(Beginning of Source passage)

Every day, companies make bet-the-business decisions about their customers, competitors, new products and even their own reputation based on account balances, delivery schedules, profit margins, customer feedback and more – and most do it with crossed fingers.
That’s because they know that decision-making today is an art based on incomplete and conflicting information, and that hunches play a big role in determining which way to go.
Now imagine a company that could look at all of its information at once; Spot hidden trends before they occur; Glean insights into customer sentiment from data in a wide variety of formats; And keep up with consumer conversations and opinions moving at the speed of the Web.
Click on the images for a larger view:
The underlying technology works in three stages. First, advanced analytics algorithms using search and index technologies begin sifting through all the different pieces of information for gems of intelligence.
Second, the information is correlated and analyzed for patterns and trends at more than 200 times a second – faster than a hummingbird can flap its wings.
And third, this advanced analysis is quickly turned into a narrative that people can understand and put to use — generating better market forecasts, and putting customers at the center of an organization’s strategy for what new products and services are introduced.
Imagine what this kind of market intelligence would do for business in terms of reducing the time and risk associated with developing new products. Entertainment companies would be able to take a real-time pulse of moviegoers and record buyers to find out what they think and want. Investment companies could more easily understand investor concerns about their products and go-to-market strategies.
Pharmaceutical companies could better understand what doctors, pharmacists and patients are thinking about their latest drugs. Retailers would be able to better gauge what consumers will buy at holiday time – which could be linked to suppliers – and reduce lead time in making buying and product inventory decisions.

(End of Source passage)
(Beginning of Information provided)

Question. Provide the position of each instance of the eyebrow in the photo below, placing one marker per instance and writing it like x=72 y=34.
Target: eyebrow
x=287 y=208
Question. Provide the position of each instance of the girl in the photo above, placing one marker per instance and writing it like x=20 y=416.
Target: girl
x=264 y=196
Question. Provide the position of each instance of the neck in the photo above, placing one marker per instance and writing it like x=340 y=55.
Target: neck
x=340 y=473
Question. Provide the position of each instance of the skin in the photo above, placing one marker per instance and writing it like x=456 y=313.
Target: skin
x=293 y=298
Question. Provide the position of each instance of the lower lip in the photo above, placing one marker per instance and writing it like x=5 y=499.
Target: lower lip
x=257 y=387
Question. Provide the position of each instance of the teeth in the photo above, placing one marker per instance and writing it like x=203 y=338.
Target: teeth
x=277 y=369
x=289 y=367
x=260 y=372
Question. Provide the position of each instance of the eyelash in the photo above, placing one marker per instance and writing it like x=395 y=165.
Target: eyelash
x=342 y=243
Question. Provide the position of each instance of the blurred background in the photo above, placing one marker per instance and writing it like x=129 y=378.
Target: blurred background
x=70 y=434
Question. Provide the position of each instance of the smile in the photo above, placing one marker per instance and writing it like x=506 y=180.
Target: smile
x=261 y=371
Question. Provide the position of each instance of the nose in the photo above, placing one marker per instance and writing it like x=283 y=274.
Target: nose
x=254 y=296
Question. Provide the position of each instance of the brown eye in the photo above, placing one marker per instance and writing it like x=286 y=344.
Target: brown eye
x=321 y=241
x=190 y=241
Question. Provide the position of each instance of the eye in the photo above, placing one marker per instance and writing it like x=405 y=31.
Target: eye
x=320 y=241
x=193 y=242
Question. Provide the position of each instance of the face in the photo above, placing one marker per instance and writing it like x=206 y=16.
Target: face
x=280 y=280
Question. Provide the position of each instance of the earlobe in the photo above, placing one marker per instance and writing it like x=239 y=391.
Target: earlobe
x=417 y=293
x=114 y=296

(End of Information provided)

_What the task asks_
Quote the passage on data-driven business decisions word for word, starting at "Second, the information" and ending at "services are introduced.".

_Your response_
Second, the information is correlated and analyzed for patterns and trends at more than 200 times a second – faster than a hummingbird can flap its wings.
And third, this advanced analysis is quickly turned into a narrative that people can understand and put to use — generating better market forecasts, and putting customers at the center of an organization’s strategy for what new products and services are introduced.